:: Exercise details ::
Count the lines in the records below that contain the word "raised", treating uppercase and lowercase as different. Reply with the number only.

:: Provided entries ::
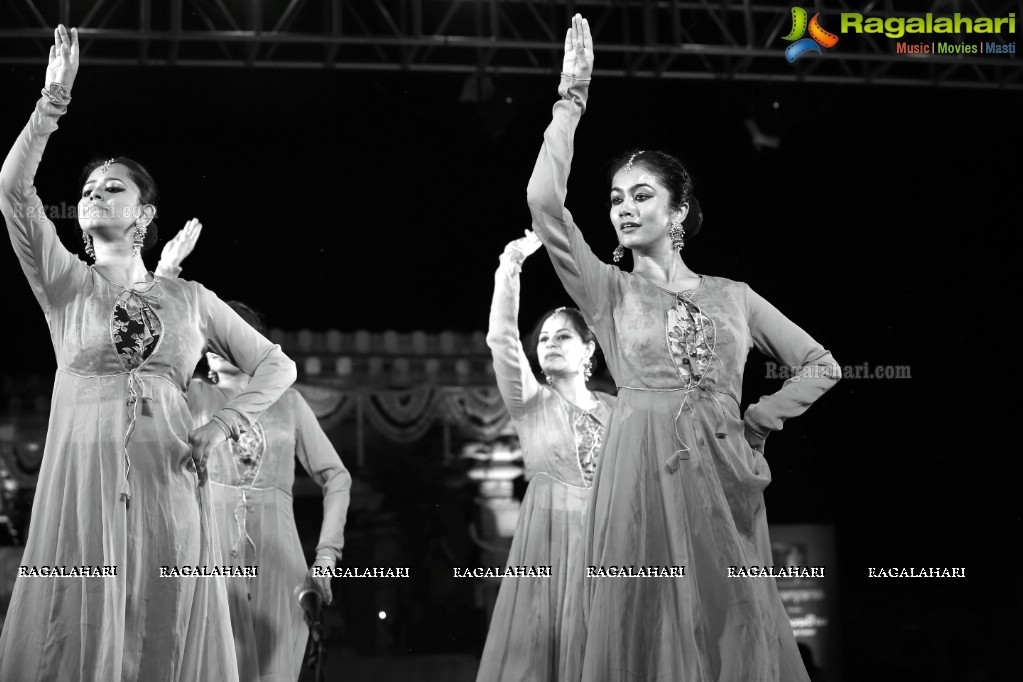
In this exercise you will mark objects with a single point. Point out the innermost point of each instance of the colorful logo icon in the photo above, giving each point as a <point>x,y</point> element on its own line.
<point>818,37</point>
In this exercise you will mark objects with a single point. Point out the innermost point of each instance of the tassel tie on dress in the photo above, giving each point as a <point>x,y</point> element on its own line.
<point>133,353</point>
<point>671,464</point>
<point>241,515</point>
<point>134,396</point>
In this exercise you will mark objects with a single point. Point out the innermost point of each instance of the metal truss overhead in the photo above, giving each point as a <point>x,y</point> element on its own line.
<point>738,40</point>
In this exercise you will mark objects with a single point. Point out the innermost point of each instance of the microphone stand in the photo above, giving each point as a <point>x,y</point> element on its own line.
<point>315,650</point>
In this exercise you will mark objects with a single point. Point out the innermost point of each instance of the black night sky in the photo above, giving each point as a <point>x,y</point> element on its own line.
<point>886,225</point>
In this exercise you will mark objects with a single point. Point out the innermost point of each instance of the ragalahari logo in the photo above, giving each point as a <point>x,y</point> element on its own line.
<point>818,37</point>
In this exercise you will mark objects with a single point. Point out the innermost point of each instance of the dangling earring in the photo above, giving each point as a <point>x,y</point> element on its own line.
<point>677,233</point>
<point>138,239</point>
<point>87,238</point>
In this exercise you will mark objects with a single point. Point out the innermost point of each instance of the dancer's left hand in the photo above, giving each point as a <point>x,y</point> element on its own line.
<point>321,582</point>
<point>578,49</point>
<point>755,440</point>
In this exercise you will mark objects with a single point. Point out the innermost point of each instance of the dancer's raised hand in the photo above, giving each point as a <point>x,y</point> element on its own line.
<point>62,65</point>
<point>526,245</point>
<point>578,49</point>
<point>178,248</point>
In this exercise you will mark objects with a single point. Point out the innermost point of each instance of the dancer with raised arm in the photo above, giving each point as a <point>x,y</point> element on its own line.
<point>560,427</point>
<point>681,475</point>
<point>252,498</point>
<point>122,493</point>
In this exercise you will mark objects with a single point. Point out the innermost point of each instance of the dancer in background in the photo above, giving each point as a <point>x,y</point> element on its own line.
<point>560,426</point>
<point>682,473</point>
<point>252,494</point>
<point>123,480</point>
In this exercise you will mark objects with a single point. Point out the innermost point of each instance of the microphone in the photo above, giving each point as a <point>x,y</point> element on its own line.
<point>312,605</point>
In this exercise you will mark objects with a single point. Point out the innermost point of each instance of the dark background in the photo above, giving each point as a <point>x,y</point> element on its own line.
<point>886,225</point>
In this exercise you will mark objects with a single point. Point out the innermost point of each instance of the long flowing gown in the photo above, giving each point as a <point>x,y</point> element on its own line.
<point>560,444</point>
<point>677,483</point>
<point>252,498</point>
<point>117,487</point>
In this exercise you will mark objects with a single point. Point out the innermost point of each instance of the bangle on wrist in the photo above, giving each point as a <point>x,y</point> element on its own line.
<point>57,93</point>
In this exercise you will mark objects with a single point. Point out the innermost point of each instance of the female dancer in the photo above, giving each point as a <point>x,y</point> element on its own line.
<point>252,498</point>
<point>123,481</point>
<point>681,475</point>
<point>560,427</point>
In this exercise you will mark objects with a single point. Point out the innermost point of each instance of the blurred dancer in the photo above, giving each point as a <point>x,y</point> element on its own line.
<point>252,495</point>
<point>682,473</point>
<point>560,426</point>
<point>123,479</point>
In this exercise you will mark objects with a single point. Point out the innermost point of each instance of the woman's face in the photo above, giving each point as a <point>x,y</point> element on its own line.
<point>109,201</point>
<point>560,348</point>
<point>640,209</point>
<point>220,365</point>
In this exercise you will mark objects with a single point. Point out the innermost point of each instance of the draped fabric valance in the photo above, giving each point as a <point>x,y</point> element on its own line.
<point>404,415</point>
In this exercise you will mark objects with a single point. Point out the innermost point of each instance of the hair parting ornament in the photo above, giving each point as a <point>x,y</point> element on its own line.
<point>628,165</point>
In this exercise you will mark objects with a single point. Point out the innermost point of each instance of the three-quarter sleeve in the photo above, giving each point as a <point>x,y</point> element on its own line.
<point>515,377</point>
<point>585,277</point>
<point>45,262</point>
<point>811,369</point>
<point>270,369</point>
<point>317,456</point>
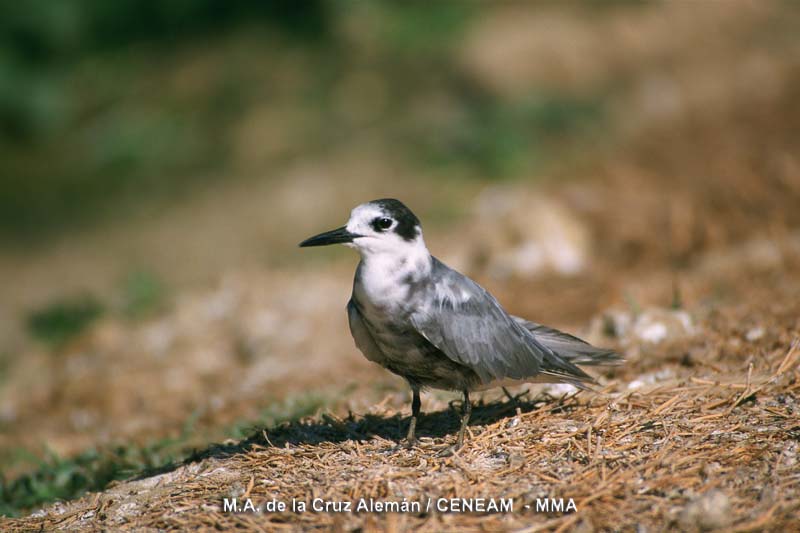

:: Task response ::
2